> [INPUT ROWS]:
*****

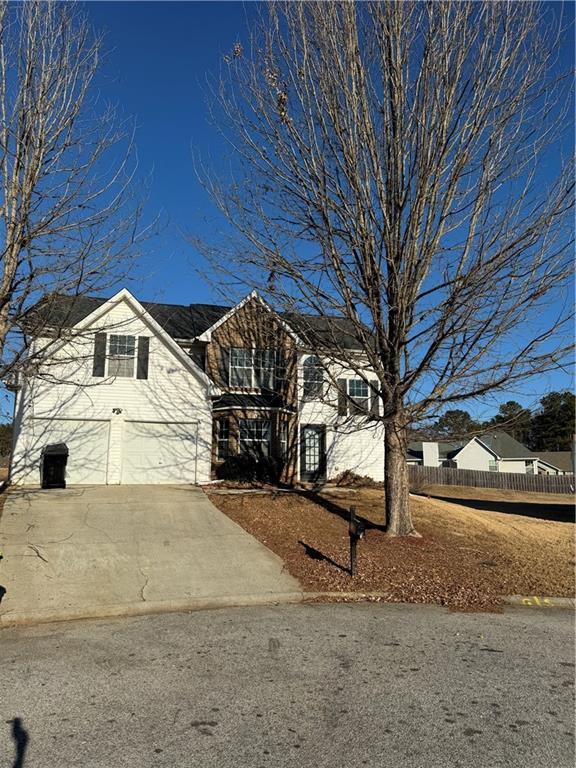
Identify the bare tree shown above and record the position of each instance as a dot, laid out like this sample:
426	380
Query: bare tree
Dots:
399	164
69	218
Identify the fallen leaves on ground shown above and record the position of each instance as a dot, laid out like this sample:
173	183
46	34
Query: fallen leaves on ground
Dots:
466	559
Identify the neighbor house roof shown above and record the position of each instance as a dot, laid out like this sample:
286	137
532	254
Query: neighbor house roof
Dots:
501	444
559	459
446	450
505	446
188	321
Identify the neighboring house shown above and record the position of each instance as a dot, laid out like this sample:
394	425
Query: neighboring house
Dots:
555	463
492	452
158	393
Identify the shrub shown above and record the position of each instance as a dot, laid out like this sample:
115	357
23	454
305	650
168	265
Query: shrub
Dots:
245	468
349	479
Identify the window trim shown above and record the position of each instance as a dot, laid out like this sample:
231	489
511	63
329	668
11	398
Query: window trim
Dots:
118	357
354	406
255	381
223	421
316	384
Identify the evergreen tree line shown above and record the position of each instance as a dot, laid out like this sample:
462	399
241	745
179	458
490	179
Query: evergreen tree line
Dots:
548	428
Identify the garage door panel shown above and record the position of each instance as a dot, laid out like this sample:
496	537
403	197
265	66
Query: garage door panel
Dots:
154	453
87	443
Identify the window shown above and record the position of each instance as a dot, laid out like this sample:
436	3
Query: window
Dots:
252	368
283	439
222	436
241	368
121	354
264	365
358	394
313	378
255	437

*****

Change every "laid out like this sample" in the data above to "formatted like this example" and reproduce the data with nothing else altered. Omit the pictures.

> [SOLUTION TO THE PROBLEM]:
Identify the bare tree shown above and record the position of each instance as a dot, formatted like this example:
426	380
Query: bare tree
Dots:
399	164
69	218
Identify the fallen leaves on ground shown above and record the position of each instance as a dot, formatted like this example:
173	183
46	34
Query: fallen leaves on ground
Dots:
466	559
Identify the neighbor house roof shown above and record the position of each instance as a dot, formatted like this example:
286	137
532	254
Query: neighbor house roof
Dots:
501	444
559	459
446	450
505	446
188	321
Identify the neighboring house shown above and record the position of each instance as a dot, formatted like this example:
394	425
Query: neighboring house
Dots:
555	463
492	452
158	393
Identify the shrub shown above and record the position of each instance as a dot, formatted like this example:
115	357
23	454
305	650
168	265
Query: shrub
Dots:
245	468
349	479
Identify the window trim shown above and record the position of each instance as a dot, formatted like this example:
231	489
511	63
329	668
11	398
Query: window trim
Dots:
118	357
354	406
255	381
223	421
316	384
Identify the evergreen tree line shown above and record the position of each instance as a dot, formatted like this example:
462	399
241	745
179	458
490	179
Query: evergreen tree line
Dots:
548	428
Identify the garage door panel shown above and record the position of each instance as a dot, formatted like this example:
496	537
403	197
265	66
Query: garage door panel
Dots:
154	453
87	443
Identify the window shown above and record the position of each instance as a dot, formatted like this example:
436	3
Query: window
Dots:
252	368
283	439
222	436
241	368
121	354
264	365
358	394
313	378
255	437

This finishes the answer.